A diferencia de las olas de migración pasadas, la mayoría hombres solteros de México que esperaban escabullirse en los Estados Unidos para encontrar trabajo, la afluencia actual está compuesta principalmente por familias que huyen de la pobreza y la violencia en Honduras, Guatemala y El Salvador. La mayoría cruza por áreas remotas de la frontera suroeste: un terreno seco y traicionero que se ha cobrado la vida de miles de migrantes en los últimos 20 años.
La mayoría de las familias que cruzan a través de estas rutas remotas buscan a agentes de la Patrulla Fronteriza y piden asilo. Después de breves estadías en centros de detención federales, muchos son liberados en los Estados Unidos mientras esperan su proceso legal.
En contraste, las familias que siguen las reglas y cruzan por los puertos de entrada designados pueden enfrentar esperas de meses del lado mexicano.
Kelly Overton es la fundadora de Border Kindness, un grupo de caridad que brinda alimentos y apoyo para viajes a los migrantes que viven en los refugios mexicanos. Overton dijo que al principio pensó que esperar en México podía proteger a los migrantes de las condiciones en la detención de inmigrantes en los Estados Unidos. Pero cuanto más tiempo está en Mexicali, más ve cómo las personas son vulnerables a la explotación.
::::::::
● **PROBLEMA 1**:
Transcribe el texto sobre la migración en la frontera, comenzando en "Kelly Overton es" y terminando en "a la explotación.".
● **PROBLEMA 2**:
Según el texto sobre la migración en la frontera, ¿de qué países huyen las familias que forman la afluencia actual?
● **PROBLEMA 3**:
Prosigue el texto sobre la migración en la frontera a partir de su última oración.
No es necesario consultar el listado.

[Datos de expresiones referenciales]
::::::::
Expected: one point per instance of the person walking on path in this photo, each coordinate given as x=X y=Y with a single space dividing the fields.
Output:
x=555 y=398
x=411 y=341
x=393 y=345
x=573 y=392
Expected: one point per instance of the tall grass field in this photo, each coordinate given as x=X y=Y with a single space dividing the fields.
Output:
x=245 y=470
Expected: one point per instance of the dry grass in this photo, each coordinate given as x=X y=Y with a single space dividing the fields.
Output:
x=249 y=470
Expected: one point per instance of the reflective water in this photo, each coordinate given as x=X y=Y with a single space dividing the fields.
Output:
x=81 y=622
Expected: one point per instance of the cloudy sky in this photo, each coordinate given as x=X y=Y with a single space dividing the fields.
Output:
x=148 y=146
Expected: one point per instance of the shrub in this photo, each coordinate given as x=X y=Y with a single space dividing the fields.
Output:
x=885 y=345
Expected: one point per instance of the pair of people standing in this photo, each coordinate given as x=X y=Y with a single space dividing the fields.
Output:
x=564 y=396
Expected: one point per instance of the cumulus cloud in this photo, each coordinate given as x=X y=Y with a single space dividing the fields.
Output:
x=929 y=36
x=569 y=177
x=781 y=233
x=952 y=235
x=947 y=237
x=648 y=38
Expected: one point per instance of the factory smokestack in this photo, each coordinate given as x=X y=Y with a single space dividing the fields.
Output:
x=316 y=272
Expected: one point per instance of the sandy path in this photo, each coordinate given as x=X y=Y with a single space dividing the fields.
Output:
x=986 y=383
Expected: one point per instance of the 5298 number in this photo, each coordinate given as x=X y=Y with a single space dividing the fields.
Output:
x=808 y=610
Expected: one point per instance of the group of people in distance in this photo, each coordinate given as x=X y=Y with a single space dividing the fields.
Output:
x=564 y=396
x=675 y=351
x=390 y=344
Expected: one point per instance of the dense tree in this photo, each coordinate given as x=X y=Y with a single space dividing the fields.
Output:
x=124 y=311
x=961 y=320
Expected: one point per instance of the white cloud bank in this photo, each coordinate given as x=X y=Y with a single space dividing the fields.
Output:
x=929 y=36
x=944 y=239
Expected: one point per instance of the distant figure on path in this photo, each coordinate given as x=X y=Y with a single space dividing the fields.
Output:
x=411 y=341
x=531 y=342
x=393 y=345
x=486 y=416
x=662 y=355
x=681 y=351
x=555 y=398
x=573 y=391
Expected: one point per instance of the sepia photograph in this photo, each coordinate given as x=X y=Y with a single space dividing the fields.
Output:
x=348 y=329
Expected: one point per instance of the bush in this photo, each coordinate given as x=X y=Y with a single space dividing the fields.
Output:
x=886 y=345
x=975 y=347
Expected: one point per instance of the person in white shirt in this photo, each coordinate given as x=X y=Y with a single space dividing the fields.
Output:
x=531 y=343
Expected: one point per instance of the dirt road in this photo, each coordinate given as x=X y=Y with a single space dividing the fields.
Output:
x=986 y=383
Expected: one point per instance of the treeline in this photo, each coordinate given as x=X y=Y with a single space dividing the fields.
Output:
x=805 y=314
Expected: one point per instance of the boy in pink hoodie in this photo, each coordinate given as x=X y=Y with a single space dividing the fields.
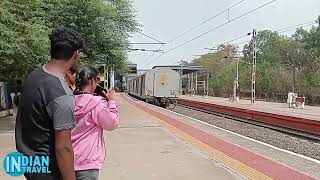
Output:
x=93 y=115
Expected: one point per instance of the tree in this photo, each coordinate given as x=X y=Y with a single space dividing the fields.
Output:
x=26 y=24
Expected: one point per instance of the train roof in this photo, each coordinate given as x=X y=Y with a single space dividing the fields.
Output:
x=187 y=69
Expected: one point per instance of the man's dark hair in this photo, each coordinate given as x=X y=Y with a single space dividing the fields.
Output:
x=64 y=42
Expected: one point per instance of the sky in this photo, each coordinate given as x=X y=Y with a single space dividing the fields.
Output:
x=166 y=19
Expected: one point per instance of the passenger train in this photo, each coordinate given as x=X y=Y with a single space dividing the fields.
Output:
x=159 y=86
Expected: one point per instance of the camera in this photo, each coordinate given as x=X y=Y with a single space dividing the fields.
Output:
x=99 y=90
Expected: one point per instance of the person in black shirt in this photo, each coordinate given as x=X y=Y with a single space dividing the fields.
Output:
x=45 y=116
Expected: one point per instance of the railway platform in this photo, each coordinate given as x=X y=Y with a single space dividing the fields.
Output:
x=154 y=143
x=309 y=112
x=279 y=114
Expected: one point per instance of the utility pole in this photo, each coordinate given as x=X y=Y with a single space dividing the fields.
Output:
x=254 y=66
x=180 y=80
x=236 y=84
x=196 y=88
x=104 y=76
x=207 y=87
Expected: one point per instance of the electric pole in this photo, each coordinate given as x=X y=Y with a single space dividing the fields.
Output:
x=180 y=80
x=254 y=67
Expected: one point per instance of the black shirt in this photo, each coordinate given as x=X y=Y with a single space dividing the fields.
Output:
x=46 y=105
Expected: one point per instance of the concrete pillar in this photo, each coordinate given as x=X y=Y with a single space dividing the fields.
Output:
x=111 y=78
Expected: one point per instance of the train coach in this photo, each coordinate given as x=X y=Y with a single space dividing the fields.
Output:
x=159 y=86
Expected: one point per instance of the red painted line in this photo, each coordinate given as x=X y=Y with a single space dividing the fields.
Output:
x=307 y=125
x=262 y=164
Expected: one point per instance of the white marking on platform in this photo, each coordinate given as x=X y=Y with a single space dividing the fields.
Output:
x=242 y=136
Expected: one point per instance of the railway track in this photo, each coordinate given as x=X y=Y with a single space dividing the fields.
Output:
::::::::
● **RESPUESTA ESCRITA 1**:
Kelly Overton es la fundadora de Border Kindness, un grupo de caridad que brinda alimentos y apoyo para viajes a los migrantes que viven en los refugios mexicanos. Overton dijo que al principio pensó que esperar en México podía proteger a los migrantes de las condiciones en la detención de inmigrantes en los Estados Unidos. Pero cuanto más tiempo está en Mexicali, más ve cómo las personas son vulnerables a la explotación.

● **RESPUESTA ESCRITA 2**:
De Honduras, Guatemala y El Salvador.

● **RESPUESTA ESCRITA 3**:
“Cualquier persona que pueda sacar algo de ellos lo hará”, dijo. “Y realmente no hay nada que puedan dar”.
Claudia, guatemalteca quien tiene tres niños, estuvo casi dos meses en Mexicali, primero esperando para solicitar asilo y luego esperando su audiencia inicial. Se pasó los días cocinando para otros en un refugio. Dijo que temía salir porque las pandillas que la habían amenazado en Guatemala seguían enviándole mensajes amenazadores a través de Facebook, diciéndole que la estaban rastreando. Las historias de migrantes a los que habían explotado, robado o secuestrado corrían rápidamente a través del refugio.
A principios de mayo, Claudia y sus hijos se dirigieron a Tijuana con la ayuda de Border Kindness. Estaba decidida a asistir a una audiencia en la corte, a pesar de lo que había oído sobre los peligros de la ciudad, en particular para una madre soltera con niños pequeños. El feroz comercio de metanfetamina, que se ha incrementado dramáticamente en los últimos tiempos, ha convertido a Tijuana en una de las ciudades más mortales del mundo. Mientras la familia viajaba hacia el oeste, el aire se enfriaba, pero su ansiedad aumentaba.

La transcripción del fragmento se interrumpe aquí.